Exercise details:
Repeat the lines below word for word, starting with the line that contains "Object class to annotate: utility pole" and going on through the line that contains "[0, 425, 444, 495]".

Box-labeled dataset extracts:
-.-.-

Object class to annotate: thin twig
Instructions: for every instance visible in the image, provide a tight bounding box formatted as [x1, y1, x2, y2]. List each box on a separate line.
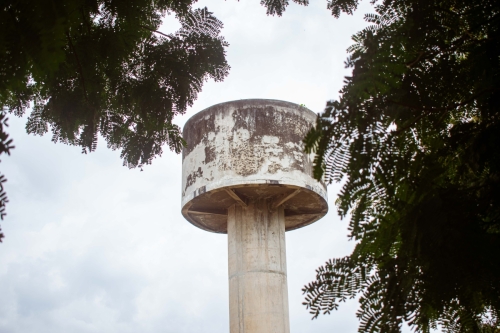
[66, 32, 89, 102]
[139, 24, 173, 39]
[388, 88, 500, 134]
[406, 51, 425, 68]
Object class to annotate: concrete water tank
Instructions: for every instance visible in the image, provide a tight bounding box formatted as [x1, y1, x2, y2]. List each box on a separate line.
[182, 99, 328, 333]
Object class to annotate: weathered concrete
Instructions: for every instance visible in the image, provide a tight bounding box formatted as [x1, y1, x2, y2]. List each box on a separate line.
[227, 199, 290, 333]
[182, 99, 328, 233]
[182, 100, 328, 333]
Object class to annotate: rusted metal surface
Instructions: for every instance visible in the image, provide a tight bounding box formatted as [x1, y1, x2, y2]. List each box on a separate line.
[182, 99, 328, 233]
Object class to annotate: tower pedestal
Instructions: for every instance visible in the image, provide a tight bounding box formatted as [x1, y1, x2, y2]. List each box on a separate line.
[227, 199, 290, 333]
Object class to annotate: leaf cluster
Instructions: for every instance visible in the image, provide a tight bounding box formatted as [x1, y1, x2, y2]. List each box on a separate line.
[304, 0, 500, 332]
[0, 0, 229, 226]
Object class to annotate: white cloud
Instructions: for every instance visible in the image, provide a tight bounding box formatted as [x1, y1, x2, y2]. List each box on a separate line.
[0, 0, 394, 333]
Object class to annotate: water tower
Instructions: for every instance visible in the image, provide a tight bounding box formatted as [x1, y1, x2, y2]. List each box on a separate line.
[182, 99, 328, 333]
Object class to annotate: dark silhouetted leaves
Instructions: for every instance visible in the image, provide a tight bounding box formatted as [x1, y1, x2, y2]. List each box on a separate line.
[304, 0, 500, 332]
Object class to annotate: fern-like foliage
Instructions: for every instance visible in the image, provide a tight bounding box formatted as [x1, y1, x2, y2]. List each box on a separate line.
[304, 0, 500, 332]
[0, 0, 229, 233]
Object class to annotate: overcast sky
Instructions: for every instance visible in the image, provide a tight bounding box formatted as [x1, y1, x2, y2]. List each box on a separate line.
[0, 0, 412, 333]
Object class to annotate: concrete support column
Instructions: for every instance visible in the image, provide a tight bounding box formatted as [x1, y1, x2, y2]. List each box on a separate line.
[227, 199, 290, 333]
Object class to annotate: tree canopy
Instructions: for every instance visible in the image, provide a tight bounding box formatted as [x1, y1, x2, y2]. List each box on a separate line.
[0, 0, 229, 240]
[303, 0, 500, 332]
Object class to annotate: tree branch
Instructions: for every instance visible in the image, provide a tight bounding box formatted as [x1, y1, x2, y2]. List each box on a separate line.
[388, 88, 500, 134]
[139, 24, 173, 39]
[66, 32, 89, 102]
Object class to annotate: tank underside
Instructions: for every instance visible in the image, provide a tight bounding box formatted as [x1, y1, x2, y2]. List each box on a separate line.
[182, 181, 328, 234]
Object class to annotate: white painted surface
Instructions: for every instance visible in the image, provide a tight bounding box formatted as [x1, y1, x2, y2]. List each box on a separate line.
[182, 100, 327, 207]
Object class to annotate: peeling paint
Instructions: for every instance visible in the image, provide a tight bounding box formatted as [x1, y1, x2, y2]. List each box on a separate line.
[182, 100, 327, 232]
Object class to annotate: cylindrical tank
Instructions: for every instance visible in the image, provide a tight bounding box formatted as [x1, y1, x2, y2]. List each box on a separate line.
[182, 99, 328, 233]
[182, 99, 328, 333]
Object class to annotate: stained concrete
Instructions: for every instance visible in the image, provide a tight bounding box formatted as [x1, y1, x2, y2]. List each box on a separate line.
[182, 99, 328, 233]
[182, 100, 328, 333]
[228, 199, 290, 333]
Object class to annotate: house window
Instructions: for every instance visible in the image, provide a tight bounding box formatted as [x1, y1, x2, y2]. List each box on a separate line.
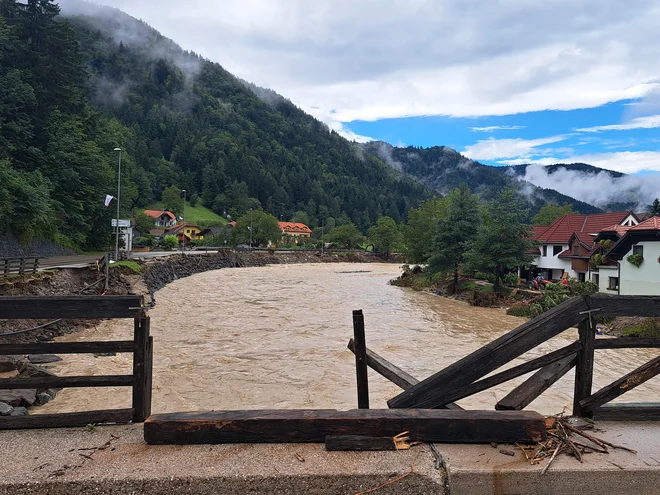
[607, 277, 619, 290]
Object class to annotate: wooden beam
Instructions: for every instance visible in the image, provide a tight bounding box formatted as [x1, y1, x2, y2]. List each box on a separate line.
[0, 296, 143, 319]
[416, 342, 580, 408]
[594, 337, 660, 349]
[353, 309, 369, 409]
[0, 409, 133, 430]
[325, 435, 398, 452]
[587, 294, 660, 316]
[573, 320, 596, 418]
[580, 356, 660, 411]
[0, 340, 133, 356]
[388, 297, 589, 408]
[348, 339, 463, 409]
[594, 402, 660, 421]
[0, 375, 133, 390]
[144, 409, 546, 445]
[132, 315, 153, 423]
[495, 354, 575, 411]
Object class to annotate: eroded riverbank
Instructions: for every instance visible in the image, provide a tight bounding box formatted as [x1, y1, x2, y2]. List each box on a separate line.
[34, 263, 660, 413]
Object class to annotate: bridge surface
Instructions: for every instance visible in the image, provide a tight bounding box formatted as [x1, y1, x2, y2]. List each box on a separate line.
[0, 422, 660, 495]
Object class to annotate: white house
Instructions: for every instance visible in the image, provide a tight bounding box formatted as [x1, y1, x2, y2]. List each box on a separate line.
[532, 211, 639, 281]
[598, 217, 660, 296]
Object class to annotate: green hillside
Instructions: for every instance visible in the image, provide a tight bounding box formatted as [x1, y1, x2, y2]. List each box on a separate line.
[0, 0, 432, 250]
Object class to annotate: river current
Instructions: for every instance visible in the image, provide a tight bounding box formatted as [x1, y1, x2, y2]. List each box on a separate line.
[34, 263, 660, 414]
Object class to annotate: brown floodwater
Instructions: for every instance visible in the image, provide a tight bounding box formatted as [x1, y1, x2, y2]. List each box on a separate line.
[34, 263, 660, 414]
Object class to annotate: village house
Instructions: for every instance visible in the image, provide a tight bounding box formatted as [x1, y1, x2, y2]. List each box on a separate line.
[165, 222, 210, 244]
[592, 216, 660, 296]
[530, 211, 639, 282]
[279, 222, 312, 239]
[144, 210, 176, 228]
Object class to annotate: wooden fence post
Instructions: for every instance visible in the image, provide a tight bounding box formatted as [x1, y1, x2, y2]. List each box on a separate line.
[133, 312, 153, 423]
[353, 309, 369, 409]
[573, 315, 596, 418]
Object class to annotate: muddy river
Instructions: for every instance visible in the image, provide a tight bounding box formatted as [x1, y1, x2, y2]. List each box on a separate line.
[34, 263, 660, 414]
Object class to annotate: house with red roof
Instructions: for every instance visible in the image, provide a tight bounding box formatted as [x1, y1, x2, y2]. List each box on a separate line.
[144, 210, 176, 228]
[279, 222, 312, 239]
[592, 216, 660, 296]
[532, 211, 639, 282]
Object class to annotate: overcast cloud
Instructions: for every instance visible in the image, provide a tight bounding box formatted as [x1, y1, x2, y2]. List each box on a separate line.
[65, 0, 660, 122]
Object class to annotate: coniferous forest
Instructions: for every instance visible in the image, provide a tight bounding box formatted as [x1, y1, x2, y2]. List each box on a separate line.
[0, 0, 432, 250]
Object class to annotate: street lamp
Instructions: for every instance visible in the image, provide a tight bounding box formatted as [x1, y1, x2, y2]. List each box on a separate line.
[114, 148, 121, 261]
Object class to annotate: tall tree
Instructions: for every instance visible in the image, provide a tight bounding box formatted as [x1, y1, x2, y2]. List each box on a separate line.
[651, 198, 660, 216]
[532, 203, 575, 225]
[467, 189, 536, 290]
[429, 184, 480, 290]
[368, 217, 403, 258]
[404, 198, 449, 263]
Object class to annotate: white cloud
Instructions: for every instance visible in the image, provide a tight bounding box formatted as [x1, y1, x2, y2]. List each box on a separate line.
[470, 125, 525, 132]
[499, 151, 660, 174]
[462, 136, 567, 163]
[575, 115, 660, 132]
[60, 0, 660, 122]
[523, 164, 660, 211]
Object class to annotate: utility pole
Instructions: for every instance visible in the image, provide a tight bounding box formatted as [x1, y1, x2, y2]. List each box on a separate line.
[115, 148, 121, 261]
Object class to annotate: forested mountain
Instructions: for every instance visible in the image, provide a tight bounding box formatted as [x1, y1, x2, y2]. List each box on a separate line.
[503, 163, 626, 179]
[361, 141, 601, 214]
[0, 0, 432, 249]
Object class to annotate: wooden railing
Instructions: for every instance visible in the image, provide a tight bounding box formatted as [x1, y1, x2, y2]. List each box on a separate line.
[0, 257, 39, 277]
[0, 296, 153, 429]
[349, 294, 660, 419]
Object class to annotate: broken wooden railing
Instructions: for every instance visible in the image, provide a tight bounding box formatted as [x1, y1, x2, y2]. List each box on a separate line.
[0, 296, 153, 429]
[0, 256, 39, 277]
[349, 294, 660, 419]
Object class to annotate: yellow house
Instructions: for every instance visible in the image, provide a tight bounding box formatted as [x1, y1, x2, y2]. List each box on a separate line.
[165, 222, 210, 244]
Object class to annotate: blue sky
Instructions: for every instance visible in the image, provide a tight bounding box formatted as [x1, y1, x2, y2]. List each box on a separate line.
[61, 0, 660, 178]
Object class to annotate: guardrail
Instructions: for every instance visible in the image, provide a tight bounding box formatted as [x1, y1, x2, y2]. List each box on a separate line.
[0, 256, 39, 277]
[0, 296, 153, 429]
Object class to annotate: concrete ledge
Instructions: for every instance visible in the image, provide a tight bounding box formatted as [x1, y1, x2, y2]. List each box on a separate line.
[0, 425, 444, 495]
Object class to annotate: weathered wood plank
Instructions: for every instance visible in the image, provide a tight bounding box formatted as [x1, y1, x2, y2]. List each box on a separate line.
[594, 337, 660, 349]
[573, 320, 596, 418]
[418, 342, 580, 408]
[0, 375, 133, 390]
[0, 409, 133, 430]
[594, 402, 660, 421]
[587, 294, 660, 316]
[495, 354, 575, 411]
[580, 356, 660, 411]
[133, 315, 151, 423]
[144, 409, 546, 445]
[325, 435, 397, 452]
[0, 340, 133, 356]
[0, 296, 143, 319]
[348, 339, 463, 410]
[353, 309, 369, 409]
[388, 297, 589, 408]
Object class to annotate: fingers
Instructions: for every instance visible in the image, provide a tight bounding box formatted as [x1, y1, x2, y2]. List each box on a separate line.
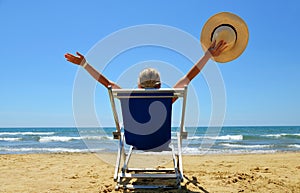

-.-.-

Complete output:
Object class to annotate: utility pole
Instructions: for every instance visible in the image, provide a tight bounding box formatted as [x1, y1, x2, y2]. List each box on a separate line.
[115, 148, 121, 261]
Object class to annotate: forested mountain
Instructions: for every instance visible in the image, provide a tight bounding box formatted as [x1, y1, x2, y2]. List each box on a separate line.
[503, 163, 626, 179]
[361, 141, 601, 214]
[0, 0, 432, 249]
Object class to annotate: wooden railing
Instructions: for every instance visible in the image, provide a tight bounding box formatted as [x1, y1, x2, y2]. List each box on a separate line.
[0, 257, 39, 277]
[0, 296, 153, 429]
[349, 294, 660, 419]
Object class to annotate: broken wooden railing
Instructions: for every instance visible in the image, provide a tight bounding box formatted as [x1, y1, x2, y2]. List each box on a separate line.
[0, 296, 153, 429]
[0, 256, 39, 277]
[349, 294, 660, 419]
Object class to annotate: yellow house
Instructions: for every instance visible in the image, provide a tight bounding box formatted as [x1, y1, x2, y2]. List each box on a separate line.
[165, 222, 210, 244]
Object class to annotate: blue sky
Instructions: for every instance visible in the image, provide a tight bounding box formatted as [x1, y1, x2, y2]. List each box on a separate line.
[61, 0, 660, 178]
Object class to annotate: guardrail
Instructions: for every instance visible in the image, provide a tight bounding box formatted as [x1, y1, x2, y2]. List each box on a separate line.
[0, 256, 39, 277]
[0, 296, 153, 429]
Object class to annotate: concrete ledge
Instructions: for every instance visible in the image, provide a tight bounding box formatted as [x1, y1, x2, y2]. List each box on a separate line.
[0, 425, 444, 495]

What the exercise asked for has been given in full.